### YOUR TASK
Please resume the mailing-list post below on satire versus fake news, carrying it on from its last sentence.

[-empyre-] Week 4: Welcome Lindsay Kelley, Anna Munster, Randall Packer, and Ana Valdex

Randall Packer rpacker at zakros.com
Thu Jun 29 21:47:29 AEST 2017

Patrick, thanks for your always astute commentary and particularly for bringing up the distinction between deliberate fake news and satire (ie Yes Men, Saturday Night Live, etc.), in which the latter is intended to critically widen the gap between the real and the fake, rather than collapse it. 

Satire in fact serves a specific purpose in heightening our critical faculties to construct an argument, whereas fake news abolishes the argument between two sides, when it becomes impossible to argue with someone who negates the truth by intentionally lying. Satire is built on deep critical thinking, generally absurd, blatantly amusing, and profoundly illuminating. Fakery dims the imagination, turns out the lights on intellectual discourse, and abolishes the act of reason. 

This is why we turn to the satirists in particularly dark times, such as Charlie Chaplin during the age of Hilter, when one of the most powerful attacks was the movie the Great Dictator, Hitler as a bumbling fool, or Dr. Strangelove as a mad President intent on destroying the world during the Cold War, or Mellissa McCarthy as Sean Spicer, bringing to the forefront the nihilistic use of language and alternative fact-bending as practiced by TRUMP’s White House.   

It is through the exaggerated, satirical, critically astute gesture that we widen the gap between the diminishing space between truth and fiction, right and wrong, destruction and survival. Humor is one of the great tactics for understanding and illuminating the human condition, and right now we need the satirists more than ever… to quote the current masthead on the Washington Post: “Democracy Dies in Darkness.”  

On 6/27/17, 10:13 PM, "patrick lichty" <empyre-bounces at lists.artdesign.unsw.edu.au on behalf of p at voyd.com> wrote:

    ----------empyre- soft-skinned space----------------------
    Wow. Hello.
    Have finally consolidated my email operations after 3-4 years; been catching
    Yes, Fakes, hoaxes, mediated resistances - much of my career, although in
    the UAE I am takng a different approach, having been on the outside of the
    bubble of US Media Narcissism.
    Thanks all for your discussion of the approaches of resistance.  Activism
    and resistance was a big part of my practice, starting with haymarket Riot
    (a cultural hacktivist media group Jon Epstein and I founded in 1990, and
    occasionally produces some work today, although seldom), RTMark, The Yes
    Men, Manifest.AR, Pocha Nostra (for 3-4 interventions), Terminal Time, and 
    Second Front.
    I think each of these has had its own voice,and I think there are many 
    I think that in each of these, I was never really a character in my own 
    narrative, which from an artist's perspective, seems odd.

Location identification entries
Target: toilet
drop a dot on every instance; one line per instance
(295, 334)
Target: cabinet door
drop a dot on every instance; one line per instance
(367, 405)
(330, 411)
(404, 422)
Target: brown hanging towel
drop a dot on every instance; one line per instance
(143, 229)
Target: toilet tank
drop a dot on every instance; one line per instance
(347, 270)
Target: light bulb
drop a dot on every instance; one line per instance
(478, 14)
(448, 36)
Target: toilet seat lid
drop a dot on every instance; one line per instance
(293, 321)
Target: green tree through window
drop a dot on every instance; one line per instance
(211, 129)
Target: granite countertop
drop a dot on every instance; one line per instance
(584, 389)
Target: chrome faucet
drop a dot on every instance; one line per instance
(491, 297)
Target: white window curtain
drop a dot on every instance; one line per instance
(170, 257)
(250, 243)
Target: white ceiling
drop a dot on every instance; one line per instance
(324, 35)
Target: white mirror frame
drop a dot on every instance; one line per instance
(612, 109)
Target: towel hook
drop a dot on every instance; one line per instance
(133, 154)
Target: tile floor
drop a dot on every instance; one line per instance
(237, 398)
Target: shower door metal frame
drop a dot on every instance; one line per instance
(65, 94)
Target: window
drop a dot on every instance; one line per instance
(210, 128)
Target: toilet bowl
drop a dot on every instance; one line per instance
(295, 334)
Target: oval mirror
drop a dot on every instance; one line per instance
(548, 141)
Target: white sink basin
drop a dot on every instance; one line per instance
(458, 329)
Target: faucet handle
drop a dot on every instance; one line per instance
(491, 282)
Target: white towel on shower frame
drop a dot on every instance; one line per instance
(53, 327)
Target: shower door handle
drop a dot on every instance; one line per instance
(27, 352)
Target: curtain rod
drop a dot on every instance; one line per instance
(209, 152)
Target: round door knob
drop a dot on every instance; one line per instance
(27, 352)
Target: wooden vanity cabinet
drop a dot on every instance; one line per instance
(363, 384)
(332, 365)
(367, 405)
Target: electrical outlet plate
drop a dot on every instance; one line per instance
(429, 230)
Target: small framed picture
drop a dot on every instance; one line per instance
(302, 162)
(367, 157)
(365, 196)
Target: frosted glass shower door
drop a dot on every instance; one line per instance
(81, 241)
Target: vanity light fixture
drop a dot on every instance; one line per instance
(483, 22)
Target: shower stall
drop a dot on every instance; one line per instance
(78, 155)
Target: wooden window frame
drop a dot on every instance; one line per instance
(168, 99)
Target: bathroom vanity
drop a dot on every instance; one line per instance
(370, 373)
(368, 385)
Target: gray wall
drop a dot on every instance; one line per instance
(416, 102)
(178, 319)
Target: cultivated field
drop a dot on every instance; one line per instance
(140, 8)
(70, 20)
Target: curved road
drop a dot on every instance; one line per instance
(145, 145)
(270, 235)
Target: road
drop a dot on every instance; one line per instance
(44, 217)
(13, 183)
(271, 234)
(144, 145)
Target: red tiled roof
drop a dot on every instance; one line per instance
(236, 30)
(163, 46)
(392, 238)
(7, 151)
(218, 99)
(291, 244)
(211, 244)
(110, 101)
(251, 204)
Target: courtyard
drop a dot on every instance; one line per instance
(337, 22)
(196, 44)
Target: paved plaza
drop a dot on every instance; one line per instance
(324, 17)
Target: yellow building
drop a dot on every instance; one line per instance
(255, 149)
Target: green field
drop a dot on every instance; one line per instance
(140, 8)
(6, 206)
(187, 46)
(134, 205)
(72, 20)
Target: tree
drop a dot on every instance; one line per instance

### RESPONSE TO THIS EXERCISE
    Anonymity has been essential for the detournement of media institutional 
    power.  Again, as an artist, it has been a little counterproductive, but
    IMO, that was never the point. Subject, not object.
    For many of the projects, it seems that a core consideration is the point of institutional/media ecological insertion.
    For Haymarket Riot, it was doppelganging the educational media apparatus, as out EBN-like media was "sold" as new forms of educational media (i.e. postmodern Schoolhouse Rock)
    This took me into RTMark/The Yes men, which was a circus fun hose mirror of industrial video culture, which is generally of poor quality, again, ghosting your target is essential. Showing the dark reflection of an already dark subject is a great modality of the detour.  However, fake news does this but often better.  
    However, showing a satirical reflection is clearly different than creating an alternative reality and somehow suggesting it is an objective reality, however dystopic.  This has been the difference in my eyes.
    Second Front, for me, has always made me wonder whether a virtual nuclear weapon went off in a game world, would it ever have an effect? (I know about the 2007 griefer  'attacks' in Second Life)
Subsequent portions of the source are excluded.